++++ DOCUMENT ++++

In which I assemble the new 10261 LEGO Roller Coaster, build a couple of white pillars, troubleshoot a skipping chain and consider what I’ve learned. It’s a big set. I wrote a lot.  Why don’t you prepare yourself a drink, sit back and work out whether this is a set that you would like to put together.

IMG_0307-2The appeal of a roller coaster is hard to deny: action, excitement, lights noise, adrenaline, nausea, terror and relief, in various orders. When we first saw the new LEGO® Roller Coaster Track appearing in the Joker Mansion last year, it wasn’t long before people began to speculate about how long it might be before we saw one appear in the Creator Expert Theme Park series.  About eight months it turns out. I’m glad we got that cleared up. When the Roller Coaster (10261) was announced early in May, many people, myself included, were impressed by the build: a moving model almost always has more appeal than a static display. But it raised a number of questions: How easy would it be to power? How stable would it be? How easy might it be to draw inspiration for other Roller Coaster themed MOCs? And just how challenging would it be to build all those white pillars?

++++ RAW DATA ++++

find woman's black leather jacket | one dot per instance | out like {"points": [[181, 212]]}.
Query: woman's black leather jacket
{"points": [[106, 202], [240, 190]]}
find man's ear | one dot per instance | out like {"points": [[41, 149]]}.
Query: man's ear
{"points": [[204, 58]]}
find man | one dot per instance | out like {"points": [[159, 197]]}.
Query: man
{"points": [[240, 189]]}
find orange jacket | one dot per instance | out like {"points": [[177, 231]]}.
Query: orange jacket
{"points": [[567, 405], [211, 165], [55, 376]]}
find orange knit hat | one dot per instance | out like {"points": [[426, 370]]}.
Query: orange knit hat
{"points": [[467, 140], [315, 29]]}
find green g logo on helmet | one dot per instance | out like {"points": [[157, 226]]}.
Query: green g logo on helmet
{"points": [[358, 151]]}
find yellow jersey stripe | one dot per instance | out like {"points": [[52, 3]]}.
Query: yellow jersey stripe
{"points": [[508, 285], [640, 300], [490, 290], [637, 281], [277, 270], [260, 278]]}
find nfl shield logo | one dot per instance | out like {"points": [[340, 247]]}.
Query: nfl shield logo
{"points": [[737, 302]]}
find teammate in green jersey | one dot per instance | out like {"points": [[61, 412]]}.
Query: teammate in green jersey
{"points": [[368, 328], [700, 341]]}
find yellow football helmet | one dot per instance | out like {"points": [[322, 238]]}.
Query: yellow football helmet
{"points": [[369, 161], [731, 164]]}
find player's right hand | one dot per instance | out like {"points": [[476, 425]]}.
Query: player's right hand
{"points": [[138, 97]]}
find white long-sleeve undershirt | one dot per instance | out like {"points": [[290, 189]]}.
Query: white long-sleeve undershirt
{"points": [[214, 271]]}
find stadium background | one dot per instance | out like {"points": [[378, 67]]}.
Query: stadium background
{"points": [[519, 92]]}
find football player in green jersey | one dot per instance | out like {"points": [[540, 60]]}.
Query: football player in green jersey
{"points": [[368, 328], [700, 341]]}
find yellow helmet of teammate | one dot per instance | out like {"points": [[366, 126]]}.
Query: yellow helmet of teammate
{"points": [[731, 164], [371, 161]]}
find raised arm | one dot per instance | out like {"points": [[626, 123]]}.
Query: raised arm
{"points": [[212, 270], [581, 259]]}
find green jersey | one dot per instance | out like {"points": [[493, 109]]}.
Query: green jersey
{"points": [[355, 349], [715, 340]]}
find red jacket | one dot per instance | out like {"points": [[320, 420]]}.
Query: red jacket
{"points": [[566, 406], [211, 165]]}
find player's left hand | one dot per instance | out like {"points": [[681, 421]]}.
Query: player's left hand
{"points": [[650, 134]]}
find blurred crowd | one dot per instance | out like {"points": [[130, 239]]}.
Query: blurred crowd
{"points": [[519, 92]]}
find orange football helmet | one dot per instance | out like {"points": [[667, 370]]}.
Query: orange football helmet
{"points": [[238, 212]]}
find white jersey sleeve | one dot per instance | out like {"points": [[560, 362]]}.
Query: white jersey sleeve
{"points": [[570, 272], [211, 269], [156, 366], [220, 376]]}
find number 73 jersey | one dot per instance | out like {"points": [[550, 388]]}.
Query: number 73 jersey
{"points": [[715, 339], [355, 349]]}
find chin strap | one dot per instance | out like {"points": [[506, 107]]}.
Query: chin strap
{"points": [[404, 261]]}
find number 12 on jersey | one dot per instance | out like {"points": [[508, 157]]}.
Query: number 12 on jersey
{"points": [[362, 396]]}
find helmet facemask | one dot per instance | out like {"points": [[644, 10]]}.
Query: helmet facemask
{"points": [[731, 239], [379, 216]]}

++++

Write the next part of the LEGO Roller Coaster review, picking up after its last sentence. The data comes from a separate source and has no connection to the text.

### EXERCISE ANSWER
Some of of these questions were easily answered. Others might take a little more thought.  [Do you just want to skip forward to my a video of the run? Click here, or scroll through to the end]

I was invited to review the Roller Coaster by the AFOL Engagement team at The LEGO Group, and I hope I might be able to answer a few of the questions posed. Read on and see where this review takes us.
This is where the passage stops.